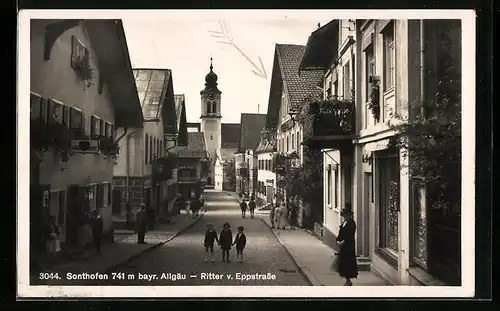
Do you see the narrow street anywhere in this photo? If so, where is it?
[105,192,308,286]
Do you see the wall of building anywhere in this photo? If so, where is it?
[257,152,276,202]
[201,118,222,177]
[356,20,419,284]
[30,20,114,246]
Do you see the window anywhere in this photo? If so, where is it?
[71,36,89,68]
[30,92,42,120]
[365,45,375,101]
[90,115,101,138]
[48,99,64,123]
[144,134,149,164]
[332,165,339,208]
[342,62,352,99]
[326,169,332,208]
[149,137,153,163]
[102,182,111,208]
[296,131,300,153]
[411,179,427,269]
[376,155,399,255]
[382,22,395,91]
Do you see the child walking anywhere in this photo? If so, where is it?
[240,199,247,218]
[219,222,233,262]
[203,224,219,262]
[233,226,247,263]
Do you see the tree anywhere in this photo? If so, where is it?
[391,25,461,215]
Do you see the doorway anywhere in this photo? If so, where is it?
[362,173,374,257]
[111,189,122,215]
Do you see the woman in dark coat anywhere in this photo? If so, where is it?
[337,207,358,286]
[219,222,233,262]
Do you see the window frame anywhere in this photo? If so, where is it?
[381,21,396,92]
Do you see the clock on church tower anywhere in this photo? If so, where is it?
[200,58,222,184]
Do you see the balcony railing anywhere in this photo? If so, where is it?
[300,99,356,149]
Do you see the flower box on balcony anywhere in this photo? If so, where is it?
[300,99,356,150]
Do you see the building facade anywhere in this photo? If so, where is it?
[266,44,323,226]
[113,69,177,225]
[303,20,461,285]
[176,132,209,199]
[30,20,142,249]
[254,133,277,205]
[236,113,266,197]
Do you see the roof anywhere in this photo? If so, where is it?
[133,68,172,120]
[299,20,339,70]
[238,113,266,152]
[221,123,240,149]
[85,19,144,127]
[178,132,207,158]
[266,44,324,127]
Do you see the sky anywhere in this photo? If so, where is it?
[122,11,334,123]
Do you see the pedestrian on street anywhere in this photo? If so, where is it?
[288,197,298,230]
[136,203,148,244]
[219,222,233,262]
[90,209,103,254]
[248,196,256,218]
[269,201,279,229]
[45,215,61,260]
[200,194,207,212]
[203,223,219,262]
[240,199,247,218]
[275,201,286,230]
[233,226,247,263]
[177,193,186,214]
[337,205,358,286]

▶ DIRECTIONS FOR THIS TASK
Repeat the records verbatim, from the line containing "Do you see the flower" through the line containing "[266,44,324,127]", both lines included.

▶ CORRECT ANSWER
Do you see the flower box on balcony anywhere in this photo? If so, where is it?
[300,99,356,150]
Do you see the building facade anywhere in this photo? If so, where is it?
[266,44,323,226]
[113,69,177,225]
[303,20,461,285]
[176,132,209,199]
[30,20,142,249]
[254,133,277,205]
[236,113,266,197]
Do you see the roof anywhere in this photo? If so, where is it?
[133,68,172,120]
[299,20,339,70]
[238,113,266,152]
[221,123,240,149]
[85,19,144,127]
[178,132,207,158]
[266,44,324,127]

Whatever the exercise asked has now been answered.